> _Selected text_:
Save your Linux shell commands and their output for later review

8 October 2012 — Leave a comment

Changes to production systems should be tested on a development system and then be deployed using configuration management (such as Puppet), if you ask me. Sometimes I first run commands by hand (on a test system) to find out the right ones, the right order, etc. In those cases I find it useful to automatically document what I type and be able to ‘replay’ it later on.

Why? Because when I write the Puppet configuration needed to deploy the change, I want to be sure all manual commands I ran make it to the Puppet manifest. Being able to replay what I did allows me to do so with ease.

Here’s how to record your key strokes using the ‘script’ Linux utility:

script change1234.script -t 2> change1234.timing

The ‘script’ utility logs all commands you enter to the file ‘change1234.script’. Furthermore it saves the timing data to a file called ‘change1234.timing’. Beware that everything is saved, including errors and typo’s.

> _Required work_:
1) Reproduce everything in the shell-recording post from "8 October 2012" down to "so with ease.".
2) According to the shell-recording post, which file does the 'script' utility save the timing data to?
Work only from the shell-recording post.

> _Dataset entries_:
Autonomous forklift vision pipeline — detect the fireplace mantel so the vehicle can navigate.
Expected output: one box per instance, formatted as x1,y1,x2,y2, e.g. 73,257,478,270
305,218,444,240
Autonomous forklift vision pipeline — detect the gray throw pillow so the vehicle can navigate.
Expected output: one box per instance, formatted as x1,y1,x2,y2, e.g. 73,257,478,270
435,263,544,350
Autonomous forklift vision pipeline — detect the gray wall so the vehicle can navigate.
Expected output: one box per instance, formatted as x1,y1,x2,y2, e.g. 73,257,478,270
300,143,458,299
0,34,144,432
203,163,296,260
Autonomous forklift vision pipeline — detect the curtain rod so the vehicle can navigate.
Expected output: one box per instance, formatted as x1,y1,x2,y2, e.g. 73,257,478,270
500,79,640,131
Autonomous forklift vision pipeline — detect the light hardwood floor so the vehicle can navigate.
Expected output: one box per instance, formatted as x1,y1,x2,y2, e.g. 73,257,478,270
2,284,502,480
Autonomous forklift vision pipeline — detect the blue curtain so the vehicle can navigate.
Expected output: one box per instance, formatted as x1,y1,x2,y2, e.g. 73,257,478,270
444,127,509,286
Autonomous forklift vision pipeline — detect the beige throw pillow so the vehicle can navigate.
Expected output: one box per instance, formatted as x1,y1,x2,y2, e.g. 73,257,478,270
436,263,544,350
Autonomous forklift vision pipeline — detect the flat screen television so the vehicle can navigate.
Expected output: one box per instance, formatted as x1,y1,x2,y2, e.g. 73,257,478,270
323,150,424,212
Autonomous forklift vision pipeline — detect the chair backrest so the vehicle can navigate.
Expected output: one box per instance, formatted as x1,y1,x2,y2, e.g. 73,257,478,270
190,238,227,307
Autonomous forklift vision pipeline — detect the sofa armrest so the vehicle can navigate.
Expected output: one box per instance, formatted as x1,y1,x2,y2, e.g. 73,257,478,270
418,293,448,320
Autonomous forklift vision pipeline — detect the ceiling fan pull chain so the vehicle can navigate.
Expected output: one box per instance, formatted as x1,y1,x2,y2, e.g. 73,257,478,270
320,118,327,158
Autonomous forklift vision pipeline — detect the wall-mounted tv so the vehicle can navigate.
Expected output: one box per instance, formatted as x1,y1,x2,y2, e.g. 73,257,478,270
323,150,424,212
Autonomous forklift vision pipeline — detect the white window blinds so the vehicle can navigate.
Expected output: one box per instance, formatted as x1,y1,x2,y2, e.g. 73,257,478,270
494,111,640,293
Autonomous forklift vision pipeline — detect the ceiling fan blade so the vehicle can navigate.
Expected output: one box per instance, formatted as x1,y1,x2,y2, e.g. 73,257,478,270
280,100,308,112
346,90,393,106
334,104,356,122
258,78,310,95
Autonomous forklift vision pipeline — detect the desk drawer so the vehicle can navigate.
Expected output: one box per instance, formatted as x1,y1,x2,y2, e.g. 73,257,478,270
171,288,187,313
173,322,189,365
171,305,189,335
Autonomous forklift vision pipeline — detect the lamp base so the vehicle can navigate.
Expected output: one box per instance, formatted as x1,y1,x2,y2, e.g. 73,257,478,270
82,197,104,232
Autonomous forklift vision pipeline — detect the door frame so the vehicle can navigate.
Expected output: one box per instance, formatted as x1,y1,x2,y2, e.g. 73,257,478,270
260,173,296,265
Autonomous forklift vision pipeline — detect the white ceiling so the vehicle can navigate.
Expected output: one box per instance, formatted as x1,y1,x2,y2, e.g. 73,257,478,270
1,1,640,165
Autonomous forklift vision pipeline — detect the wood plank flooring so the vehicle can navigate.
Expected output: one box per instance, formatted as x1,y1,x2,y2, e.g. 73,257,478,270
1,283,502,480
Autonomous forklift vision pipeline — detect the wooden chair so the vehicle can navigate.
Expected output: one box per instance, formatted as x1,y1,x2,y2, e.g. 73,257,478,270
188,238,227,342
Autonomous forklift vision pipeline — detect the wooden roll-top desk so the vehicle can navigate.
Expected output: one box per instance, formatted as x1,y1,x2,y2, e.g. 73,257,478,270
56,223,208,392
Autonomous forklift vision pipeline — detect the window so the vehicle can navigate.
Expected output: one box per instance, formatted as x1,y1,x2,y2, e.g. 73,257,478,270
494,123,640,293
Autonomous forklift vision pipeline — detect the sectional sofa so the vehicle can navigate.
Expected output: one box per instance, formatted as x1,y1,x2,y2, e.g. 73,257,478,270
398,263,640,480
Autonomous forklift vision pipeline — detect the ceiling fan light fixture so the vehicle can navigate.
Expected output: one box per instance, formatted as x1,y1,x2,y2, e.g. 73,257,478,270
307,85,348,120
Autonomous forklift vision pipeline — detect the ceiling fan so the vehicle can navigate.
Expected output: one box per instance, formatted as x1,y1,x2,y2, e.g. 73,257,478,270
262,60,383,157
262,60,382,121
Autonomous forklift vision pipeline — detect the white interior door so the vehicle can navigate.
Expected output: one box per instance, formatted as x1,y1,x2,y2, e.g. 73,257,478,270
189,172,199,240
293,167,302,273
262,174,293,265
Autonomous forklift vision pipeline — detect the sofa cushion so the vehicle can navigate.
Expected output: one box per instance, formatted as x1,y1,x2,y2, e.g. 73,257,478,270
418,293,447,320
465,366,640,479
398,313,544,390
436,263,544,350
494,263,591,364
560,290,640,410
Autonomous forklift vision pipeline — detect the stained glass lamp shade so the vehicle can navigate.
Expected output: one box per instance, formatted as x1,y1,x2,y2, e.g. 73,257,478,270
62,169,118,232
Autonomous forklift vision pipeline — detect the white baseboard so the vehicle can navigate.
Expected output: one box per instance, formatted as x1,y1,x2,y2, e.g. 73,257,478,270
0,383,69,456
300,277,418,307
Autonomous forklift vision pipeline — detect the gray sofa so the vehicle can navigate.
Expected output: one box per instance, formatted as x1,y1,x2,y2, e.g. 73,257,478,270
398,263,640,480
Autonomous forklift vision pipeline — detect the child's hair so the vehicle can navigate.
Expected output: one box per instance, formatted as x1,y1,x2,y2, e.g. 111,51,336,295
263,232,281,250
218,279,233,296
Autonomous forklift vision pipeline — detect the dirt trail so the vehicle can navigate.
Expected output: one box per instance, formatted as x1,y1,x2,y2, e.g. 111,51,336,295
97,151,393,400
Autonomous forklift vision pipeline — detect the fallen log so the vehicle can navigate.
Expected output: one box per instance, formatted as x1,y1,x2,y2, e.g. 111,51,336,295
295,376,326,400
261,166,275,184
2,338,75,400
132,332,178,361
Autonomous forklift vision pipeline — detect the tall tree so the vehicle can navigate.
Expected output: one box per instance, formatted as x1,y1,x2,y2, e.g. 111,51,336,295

> _Results for each task_:
1)
8 October 2012 — Leave a comment

Changes to production systems should be tested on a development system and then be deployed using configuration management (such as Puppet), if you ask me. Sometimes I first run commands by hand (on a test system) to find out the right ones, the right order, etc. In those cases I find it useful to automatically document what I type and be able to ‘replay’ it later on.

Why? Because when I write the Puppet configuration needed to deploy the change, I want to be sure all manual commands I ran make it to the Puppet manifest. Being able to replay what I did allows me to do so with ease.

2) change1234.timing